* _EXERCISES_:
1 > Answer these three questions using the film festival text.
(a) In what city and on what dates will the Biennale of Democracy take place?
(b) Which documentary by Rob Epstein will the Festival present, and in what year was it made?
(c) Where and in what year was Les Intrigues de Sylvia Couski shot?
2 > Write the next part of the film festival text, picking up after its final sentence.

* _SELECTED TEXT_:
########

20 Years from the Fall of the Berlin Wall
Two movies that remember the life in the divided city: Wieland Speck’s Westler (1985) and Heiner Carow’s Coming Out (1989. There will be also Marco Wilms’ Comrade Couture, a unique portrait of the strange and hidden “fashion” life in the further socialist part of Germany.
This event is part of the Biennale of Democracy that will take place in Turin, April 22-26.

Stonewall: from Judy Garland to Harvey Milk
Judy Garland made her final film appearance in Ronald Neame’s I Could Go on Singing (1963). This is the last movie in which the beloved gay icon of that the time played in. Judy Garland died on June 22nd, just a couple of days before the violent New York riots engaging the GLBT community and the police broke out at the Stonewall Inn, in the Greenwich Village. A few years later, the gay activist Harvey Milk will start his battle for the civil rights with his “Hope” speech given in San Francisco. The Festival will present the extraordinary Oscar winning documentary made by Rob Epstein in 1984: The Times of Harvey Milk.

TRIBUTES
Filippo Timi: “Worse than being famous”
A unique personality of Italian cinema, theater and literature, Filippo Timi is the actor in the most recent movies of Gabriele Salvatores (As God Commands) and Marco Bellocchio (Vincere). He will introduce some of his most memorable characters: Count Masoch in L’eredità di Caino (Cain’s Inheritance) by Luca Acito and Sebastiano (a voyage in the human labyrinths of perversion and purity, inspired to the character of Leopold von Sacher-Masoch, a film in which Timi left a deep sign on the general vision of the movie); Zanna in Saverio Costanzo’s second feature In Memory of Myself (the rebellious novitiate who open the eyes of another young novitiate about the strange world of the Church) and the partisan facing struggle and freedom in the multi awarded Homo Homini Lupus by Mattia Rovere.

Ardorfo Arrieta: Love Delirium
A Spanish author close to the French Nouvelle Vague, Arrieta is a painter and a great connoisseur of Jean Cocteau’s works. His short movies shot in Madrid in the ’60s are milestones of the indipendent cinema, while Les Intrigues de Sylvia Couski, shot in Paris in 1974, is considered the first Parisien underground militant work.

########

* _DATA PROVIDED_:
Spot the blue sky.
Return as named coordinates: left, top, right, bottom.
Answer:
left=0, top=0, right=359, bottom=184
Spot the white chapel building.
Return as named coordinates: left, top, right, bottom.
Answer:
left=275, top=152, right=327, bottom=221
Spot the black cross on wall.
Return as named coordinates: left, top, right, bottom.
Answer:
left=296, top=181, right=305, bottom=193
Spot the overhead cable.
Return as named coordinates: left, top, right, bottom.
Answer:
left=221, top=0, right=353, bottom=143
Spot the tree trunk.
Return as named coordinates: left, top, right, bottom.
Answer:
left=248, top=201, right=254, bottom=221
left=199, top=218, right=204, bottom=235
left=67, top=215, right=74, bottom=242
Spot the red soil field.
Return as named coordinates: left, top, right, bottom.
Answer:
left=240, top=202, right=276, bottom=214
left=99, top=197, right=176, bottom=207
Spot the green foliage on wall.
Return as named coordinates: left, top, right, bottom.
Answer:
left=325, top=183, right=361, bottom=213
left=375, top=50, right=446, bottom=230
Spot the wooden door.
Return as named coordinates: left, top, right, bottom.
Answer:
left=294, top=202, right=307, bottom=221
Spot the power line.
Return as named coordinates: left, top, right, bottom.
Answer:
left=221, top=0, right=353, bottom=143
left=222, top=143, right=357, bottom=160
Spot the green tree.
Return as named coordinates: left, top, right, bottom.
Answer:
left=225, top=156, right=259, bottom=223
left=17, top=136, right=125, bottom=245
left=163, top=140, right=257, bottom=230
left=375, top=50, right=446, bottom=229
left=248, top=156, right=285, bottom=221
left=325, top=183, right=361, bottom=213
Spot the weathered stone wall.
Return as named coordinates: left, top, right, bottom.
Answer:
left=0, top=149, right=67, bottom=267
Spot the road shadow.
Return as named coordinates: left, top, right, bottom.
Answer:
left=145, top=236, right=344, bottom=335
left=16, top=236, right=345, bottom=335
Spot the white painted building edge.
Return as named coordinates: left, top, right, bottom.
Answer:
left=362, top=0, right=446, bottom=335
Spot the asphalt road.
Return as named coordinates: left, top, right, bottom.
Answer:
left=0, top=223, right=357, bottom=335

########

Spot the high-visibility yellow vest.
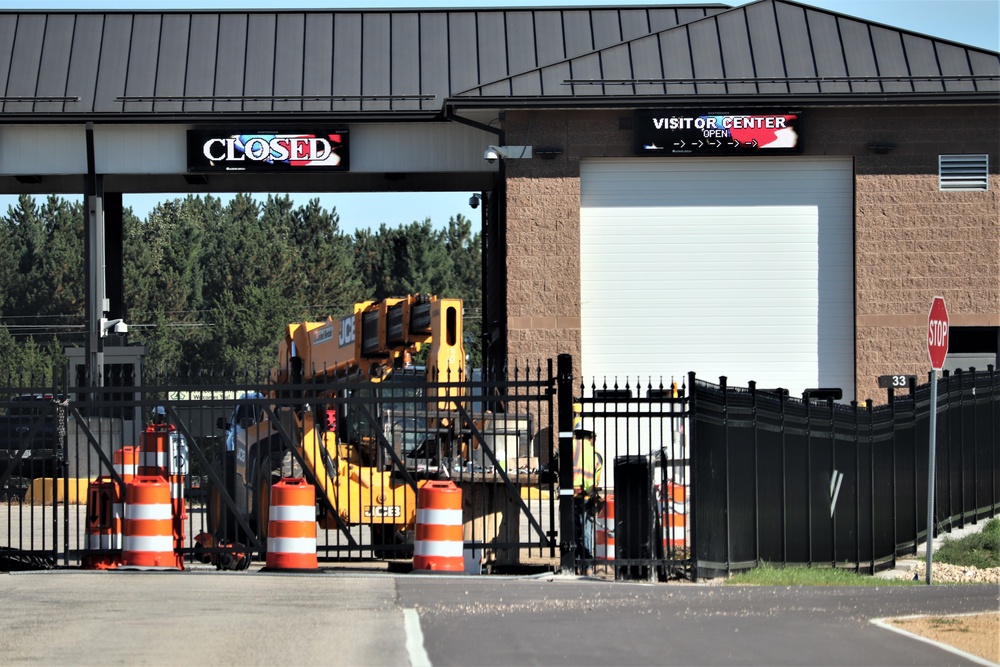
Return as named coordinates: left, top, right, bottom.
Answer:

########

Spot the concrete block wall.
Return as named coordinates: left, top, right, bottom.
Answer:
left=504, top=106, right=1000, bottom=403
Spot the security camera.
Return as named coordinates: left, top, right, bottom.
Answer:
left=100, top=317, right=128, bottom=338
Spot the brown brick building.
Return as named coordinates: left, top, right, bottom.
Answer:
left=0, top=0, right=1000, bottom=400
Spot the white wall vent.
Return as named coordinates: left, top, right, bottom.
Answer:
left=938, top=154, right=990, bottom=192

########

* _EXPECTED RESULTS_:
1 >
(a) Turin, April 22-26.
(b) The Times of Harvey Milk, made in 1984.
(c) Paris, in 1974.

2 >
Guy Gilles: Time Out of Time
Guy Gilles was born in Algiers in 1938 and moved to France at the end of the ’50s. Here he directed his first feature film, Love at Sea (1962) starring Juliette Gréco, Romy Schneider and Jean Pierre Léaud, as well as Patrick Jouané, who would become his alter-ego on screen as well as his partner in life. Marguerite Duras loved very much his second feature Wall Engravings (1968) and Jeanne Moreau supported him in the making of Repeated Absences (1972): the most autobiographical movie of this eclectic filmmaker, who worked in between cinema, painting, writing and photography.

Dorothy Porter: Rhymes of Cinema
Tributed to Australian poetess Dorothy Porter, who recently passed away, this Festival section presents her work done for cinema: Julian Temple’s The Eternity Man (2008) and Samantha Lang’s The Monkeys’ Mask (2000): a lesbian noir, originally written as a novel in rhymes and later adapted to be a movie.

She Lea Cheang: Radical&sex;&punk;
Multi-media-artist, born in Taiwan, lives in Paris. Working within the fields of netbased installations, videoart and film making, Shu Lea Cheang is dealing with multidisciplinary aspects and studies, paying attention to the connections between media languages and real world, exploring “ethnic stereotypes, the nature and excesses of popular media, institutional – and especially governmental – power, race relations, and sexual politics” (Cheang). The Festival presents two long feature films Fresh Kill (1994) and I.K.U. (2000), and some of her shorts made between 1995 and 2008.

Lesbian Series: “Sugar Rush” and “Society” – UK vs South Africa
Sugar Rush is one of the most popular and loved GLBT TV series. Broadcasted on Channel Four in the UK, this series has raised much heated controversy and many criticism for dealing with the touchy subject of teenage homosexuality: leading character Kim is only 15 years old. Never seen on any Italian TV channel, Sugar Rush has become a cult show within the Italian lesbian community who watches it over the internet. The Festival attention to the teenager world in cinema will now contaminate with the so-called “New Media World”.
The real world of young black women is the main plot for Society: a South African series showing freedom after the introduction of the Civil Union Acts and the non-discrimination on sexual bases of the constitution issued by Nelson Mandela.